## [Data taken from a collection]

╔══

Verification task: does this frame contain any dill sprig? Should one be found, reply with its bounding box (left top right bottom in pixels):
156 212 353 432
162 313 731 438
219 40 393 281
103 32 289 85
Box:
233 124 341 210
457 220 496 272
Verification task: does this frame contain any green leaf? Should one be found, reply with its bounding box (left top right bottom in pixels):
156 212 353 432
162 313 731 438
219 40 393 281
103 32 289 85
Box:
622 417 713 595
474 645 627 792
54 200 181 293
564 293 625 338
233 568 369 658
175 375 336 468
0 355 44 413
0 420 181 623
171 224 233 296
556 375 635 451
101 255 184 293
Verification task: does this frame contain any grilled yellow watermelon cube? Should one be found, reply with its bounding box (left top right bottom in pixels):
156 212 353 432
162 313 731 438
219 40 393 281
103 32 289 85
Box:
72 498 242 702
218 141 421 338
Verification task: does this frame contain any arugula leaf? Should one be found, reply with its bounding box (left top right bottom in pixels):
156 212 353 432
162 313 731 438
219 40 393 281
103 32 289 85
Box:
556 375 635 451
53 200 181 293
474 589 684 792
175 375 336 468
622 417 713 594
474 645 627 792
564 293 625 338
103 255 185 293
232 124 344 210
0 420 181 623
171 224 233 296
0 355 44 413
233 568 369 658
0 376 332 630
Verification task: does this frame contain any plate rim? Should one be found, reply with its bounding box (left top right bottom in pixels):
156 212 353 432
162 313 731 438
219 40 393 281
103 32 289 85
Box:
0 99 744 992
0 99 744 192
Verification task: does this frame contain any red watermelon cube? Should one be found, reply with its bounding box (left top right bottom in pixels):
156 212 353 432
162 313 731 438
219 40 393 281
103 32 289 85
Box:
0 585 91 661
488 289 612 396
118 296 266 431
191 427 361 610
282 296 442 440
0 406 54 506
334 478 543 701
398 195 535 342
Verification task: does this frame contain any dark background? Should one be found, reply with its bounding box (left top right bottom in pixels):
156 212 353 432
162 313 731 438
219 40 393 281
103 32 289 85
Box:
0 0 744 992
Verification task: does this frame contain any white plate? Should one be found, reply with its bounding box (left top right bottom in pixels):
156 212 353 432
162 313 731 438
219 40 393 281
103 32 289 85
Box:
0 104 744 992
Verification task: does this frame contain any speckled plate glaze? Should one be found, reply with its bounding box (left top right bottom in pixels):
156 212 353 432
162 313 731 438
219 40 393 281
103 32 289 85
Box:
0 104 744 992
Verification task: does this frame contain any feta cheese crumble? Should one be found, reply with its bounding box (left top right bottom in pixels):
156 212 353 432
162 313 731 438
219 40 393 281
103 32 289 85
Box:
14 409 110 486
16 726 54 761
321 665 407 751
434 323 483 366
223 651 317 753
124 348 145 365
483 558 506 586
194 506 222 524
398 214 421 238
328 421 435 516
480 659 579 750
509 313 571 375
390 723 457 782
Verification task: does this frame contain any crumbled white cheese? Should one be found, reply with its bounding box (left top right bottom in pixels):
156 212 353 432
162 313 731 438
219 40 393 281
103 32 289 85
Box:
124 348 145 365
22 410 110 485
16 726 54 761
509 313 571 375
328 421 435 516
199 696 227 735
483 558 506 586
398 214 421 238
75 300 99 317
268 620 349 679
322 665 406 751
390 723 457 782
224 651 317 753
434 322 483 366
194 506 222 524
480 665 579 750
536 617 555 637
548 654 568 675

╚══

## [THE EXERCISE]
Collect each line of the data above that contains the word "watermelon". Letter case matters.

## [RESULT BELOW]
Verification task: does this frame contain any grilled yellow watermelon cube? Should one be found, reply with its bounding box (left top right bottom in pixels):
Verification task: does this frame contain any red watermelon cube? Should one be found, reply with its bounding box (left top right bottom in pixels):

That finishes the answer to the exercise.